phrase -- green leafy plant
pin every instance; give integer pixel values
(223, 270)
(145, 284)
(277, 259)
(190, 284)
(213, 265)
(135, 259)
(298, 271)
○ ○ ○ ○
The task: Would you please reproduce all of the lines above exactly?

Solution:
phrase -- green leafy plant
pin every instance; give integer pixel values
(223, 270)
(145, 284)
(277, 259)
(190, 284)
(213, 265)
(135, 259)
(298, 271)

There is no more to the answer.